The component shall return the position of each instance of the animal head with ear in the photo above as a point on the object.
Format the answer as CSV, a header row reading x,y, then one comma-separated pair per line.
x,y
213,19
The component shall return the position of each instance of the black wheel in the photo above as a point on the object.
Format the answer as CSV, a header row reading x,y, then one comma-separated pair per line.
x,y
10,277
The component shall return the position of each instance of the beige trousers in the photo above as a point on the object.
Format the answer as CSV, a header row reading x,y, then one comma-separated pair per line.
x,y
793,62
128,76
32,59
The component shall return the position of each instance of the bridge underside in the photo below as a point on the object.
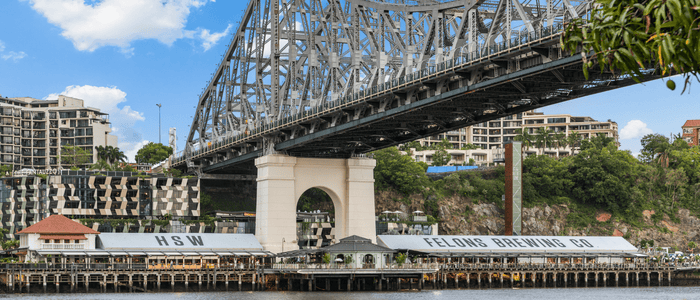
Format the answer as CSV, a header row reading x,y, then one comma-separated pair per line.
x,y
438,106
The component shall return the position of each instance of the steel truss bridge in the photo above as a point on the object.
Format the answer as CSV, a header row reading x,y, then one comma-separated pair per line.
x,y
337,78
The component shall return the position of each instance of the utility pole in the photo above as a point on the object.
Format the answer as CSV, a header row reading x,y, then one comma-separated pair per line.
x,y
159,105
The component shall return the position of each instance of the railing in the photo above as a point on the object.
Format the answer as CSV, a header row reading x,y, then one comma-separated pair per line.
x,y
119,266
342,266
459,61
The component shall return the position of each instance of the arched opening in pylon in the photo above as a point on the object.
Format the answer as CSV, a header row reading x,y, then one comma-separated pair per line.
x,y
315,219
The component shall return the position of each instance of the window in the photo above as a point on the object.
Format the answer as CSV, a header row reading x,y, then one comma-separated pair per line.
x,y
556,120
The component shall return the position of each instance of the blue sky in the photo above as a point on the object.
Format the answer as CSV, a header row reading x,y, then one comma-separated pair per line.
x,y
124,57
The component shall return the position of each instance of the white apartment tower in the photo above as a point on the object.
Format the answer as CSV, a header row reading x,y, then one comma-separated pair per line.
x,y
32,131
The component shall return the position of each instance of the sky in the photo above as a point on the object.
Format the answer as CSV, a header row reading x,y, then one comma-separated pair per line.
x,y
125,57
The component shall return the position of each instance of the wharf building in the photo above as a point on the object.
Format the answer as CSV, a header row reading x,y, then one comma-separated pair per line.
x,y
59,253
691,132
32,131
490,137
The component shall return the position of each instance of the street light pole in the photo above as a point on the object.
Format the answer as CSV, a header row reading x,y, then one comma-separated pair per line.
x,y
159,105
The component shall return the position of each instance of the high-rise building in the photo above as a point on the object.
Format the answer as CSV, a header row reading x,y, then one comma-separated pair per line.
x,y
32,131
492,135
691,130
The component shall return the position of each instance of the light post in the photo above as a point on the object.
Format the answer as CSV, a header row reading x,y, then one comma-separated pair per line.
x,y
159,105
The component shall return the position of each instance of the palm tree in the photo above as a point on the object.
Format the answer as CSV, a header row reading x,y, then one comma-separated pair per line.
x,y
101,152
559,140
525,137
116,155
574,140
543,138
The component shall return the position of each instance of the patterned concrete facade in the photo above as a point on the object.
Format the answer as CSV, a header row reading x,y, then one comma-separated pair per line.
x,y
94,195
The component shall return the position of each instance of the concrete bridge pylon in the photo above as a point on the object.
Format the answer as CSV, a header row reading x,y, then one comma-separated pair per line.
x,y
283,179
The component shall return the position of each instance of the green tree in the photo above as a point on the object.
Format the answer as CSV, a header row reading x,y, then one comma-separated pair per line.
x,y
153,153
115,155
398,171
675,181
441,157
74,156
574,140
629,35
6,170
525,137
604,177
412,144
559,140
653,145
101,165
543,138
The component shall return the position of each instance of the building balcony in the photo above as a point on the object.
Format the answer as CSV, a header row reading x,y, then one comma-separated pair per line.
x,y
62,246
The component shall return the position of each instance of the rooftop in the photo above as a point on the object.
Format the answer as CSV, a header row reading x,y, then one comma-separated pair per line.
x,y
58,224
692,123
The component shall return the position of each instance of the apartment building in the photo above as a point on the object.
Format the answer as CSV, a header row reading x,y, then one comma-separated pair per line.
x,y
491,136
32,131
691,132
100,196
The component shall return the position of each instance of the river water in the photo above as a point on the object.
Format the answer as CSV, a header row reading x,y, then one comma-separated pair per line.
x,y
675,293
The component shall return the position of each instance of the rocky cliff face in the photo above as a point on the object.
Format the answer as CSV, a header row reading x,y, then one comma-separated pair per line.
x,y
463,216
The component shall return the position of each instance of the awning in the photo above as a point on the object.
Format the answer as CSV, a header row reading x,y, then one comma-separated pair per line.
x,y
62,237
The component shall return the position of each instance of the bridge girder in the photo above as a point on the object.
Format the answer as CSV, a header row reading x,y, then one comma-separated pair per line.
x,y
293,56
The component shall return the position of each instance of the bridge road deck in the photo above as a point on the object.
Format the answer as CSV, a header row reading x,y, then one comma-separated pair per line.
x,y
437,99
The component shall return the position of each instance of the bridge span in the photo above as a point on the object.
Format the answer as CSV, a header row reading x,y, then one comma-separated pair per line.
x,y
354,76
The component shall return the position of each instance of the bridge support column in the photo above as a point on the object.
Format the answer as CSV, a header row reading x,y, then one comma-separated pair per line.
x,y
283,179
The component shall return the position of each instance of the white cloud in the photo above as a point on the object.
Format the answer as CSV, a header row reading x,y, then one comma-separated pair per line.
x,y
14,56
109,100
118,23
211,39
634,129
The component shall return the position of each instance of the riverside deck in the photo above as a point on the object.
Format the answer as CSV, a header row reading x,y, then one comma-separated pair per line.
x,y
37,278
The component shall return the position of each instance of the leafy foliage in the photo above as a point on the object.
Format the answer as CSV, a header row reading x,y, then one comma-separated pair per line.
x,y
628,35
74,156
441,157
398,171
153,153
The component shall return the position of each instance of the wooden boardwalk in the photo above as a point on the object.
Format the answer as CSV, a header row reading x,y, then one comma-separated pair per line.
x,y
33,278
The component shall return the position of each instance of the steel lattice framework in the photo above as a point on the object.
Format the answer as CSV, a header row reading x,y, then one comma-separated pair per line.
x,y
292,55
300,72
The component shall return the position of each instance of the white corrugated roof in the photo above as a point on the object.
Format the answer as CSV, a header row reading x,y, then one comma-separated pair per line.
x,y
506,244
200,242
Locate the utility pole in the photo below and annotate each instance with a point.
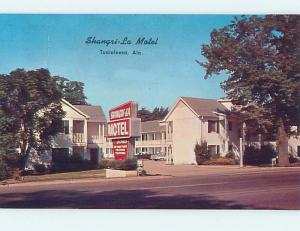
(242, 145)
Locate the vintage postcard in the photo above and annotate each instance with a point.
(150, 111)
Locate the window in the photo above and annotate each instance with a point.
(213, 149)
(78, 151)
(60, 154)
(144, 136)
(65, 127)
(170, 127)
(213, 126)
(230, 126)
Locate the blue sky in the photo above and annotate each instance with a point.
(156, 78)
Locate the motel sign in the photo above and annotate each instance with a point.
(123, 126)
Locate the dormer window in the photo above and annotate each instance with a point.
(213, 126)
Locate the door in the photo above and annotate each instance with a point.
(95, 155)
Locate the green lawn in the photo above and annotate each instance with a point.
(99, 173)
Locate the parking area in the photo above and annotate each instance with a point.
(161, 168)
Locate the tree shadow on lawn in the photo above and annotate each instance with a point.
(118, 199)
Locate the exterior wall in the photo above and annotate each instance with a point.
(234, 137)
(294, 143)
(215, 138)
(186, 132)
(155, 143)
(91, 136)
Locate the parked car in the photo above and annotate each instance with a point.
(143, 155)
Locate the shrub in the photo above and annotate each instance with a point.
(72, 164)
(201, 152)
(293, 159)
(128, 164)
(220, 161)
(255, 156)
(230, 155)
(40, 168)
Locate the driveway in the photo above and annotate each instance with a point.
(179, 187)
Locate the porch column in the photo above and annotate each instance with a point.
(85, 131)
(226, 133)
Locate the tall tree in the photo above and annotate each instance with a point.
(261, 58)
(30, 110)
(73, 91)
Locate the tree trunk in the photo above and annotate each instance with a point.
(282, 139)
(26, 157)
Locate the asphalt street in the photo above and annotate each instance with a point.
(204, 188)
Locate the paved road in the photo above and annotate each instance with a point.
(189, 187)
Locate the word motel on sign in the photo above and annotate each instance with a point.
(122, 113)
(118, 129)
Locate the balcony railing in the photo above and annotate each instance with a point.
(150, 142)
(78, 138)
(93, 139)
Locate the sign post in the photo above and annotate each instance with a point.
(122, 128)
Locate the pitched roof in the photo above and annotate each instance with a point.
(204, 107)
(152, 126)
(95, 113)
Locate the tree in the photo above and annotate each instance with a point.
(157, 113)
(30, 110)
(260, 55)
(73, 91)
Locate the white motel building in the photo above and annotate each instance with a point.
(190, 120)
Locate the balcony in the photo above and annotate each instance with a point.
(94, 139)
(78, 138)
(149, 143)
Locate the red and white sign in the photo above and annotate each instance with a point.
(126, 110)
(118, 129)
(120, 148)
(122, 127)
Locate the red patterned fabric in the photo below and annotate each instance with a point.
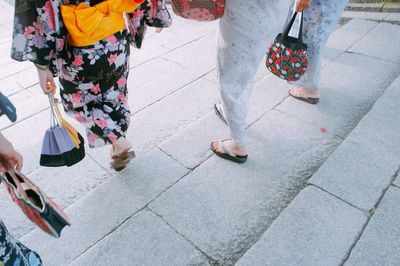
(36, 206)
(200, 10)
(286, 63)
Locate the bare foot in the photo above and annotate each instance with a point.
(121, 154)
(216, 145)
(121, 146)
(305, 94)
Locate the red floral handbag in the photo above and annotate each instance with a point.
(200, 10)
(287, 55)
(36, 206)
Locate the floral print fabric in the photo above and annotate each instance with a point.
(285, 62)
(94, 88)
(319, 22)
(93, 79)
(12, 252)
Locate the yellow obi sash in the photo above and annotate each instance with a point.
(87, 25)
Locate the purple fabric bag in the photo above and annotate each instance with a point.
(58, 148)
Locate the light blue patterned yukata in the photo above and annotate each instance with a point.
(245, 31)
(320, 21)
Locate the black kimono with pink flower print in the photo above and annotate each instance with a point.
(93, 79)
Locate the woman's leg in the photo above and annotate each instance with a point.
-=-=-=-=-
### Set exercise
Set down only the lines running from the line with "Locate the sign" to the end of the entries, inclusive; omit every picture.

### Task answer
Locate the sign post in the photo above and annotate each instance with a point.
(122, 128)
Locate the pitched roof in the photo above and annotate each instance with a point.
(204, 107)
(152, 126)
(95, 113)
Locate the tree in the photo above and annotate each instance with a point.
(157, 113)
(30, 110)
(260, 55)
(73, 91)
Locate the white motel building in the photo above and annotate each instance with a point.
(190, 120)
Locate the balcony in the photo above and annotate each instance with a point.
(94, 139)
(78, 138)
(149, 143)
Locate the red and white sign in the photo above and annotate each instance with a point.
(126, 110)
(118, 129)
(120, 148)
(122, 127)
Locate the red patterned fabric in the photo below and annotate each instance with a point.
(36, 206)
(200, 10)
(286, 63)
Locate the bare foot in the photo above and annotate each instance with a point.
(121, 154)
(216, 145)
(121, 146)
(305, 94)
Locate the red floral handbag in the photo above and annotate each instance with a point.
(200, 10)
(287, 55)
(36, 206)
Locate the floral print fabric in the photo above and annotate each instance with a point.
(285, 62)
(94, 88)
(319, 22)
(93, 79)
(12, 252)
Locate the yellow obi sash in the photo above and annotate each instance with a point.
(87, 25)
Locate the purple fabric bag in the photo above and annotate each instance with a point.
(58, 148)
Locate the light blue patterned yukata in the photo above and annotate each instance with a point.
(245, 31)
(320, 21)
Locate the black kimono with pink flower print in the photo above and annotate each instance with a point.
(93, 79)
Locate the woman's leg in the photo above and annotate each instance with a point.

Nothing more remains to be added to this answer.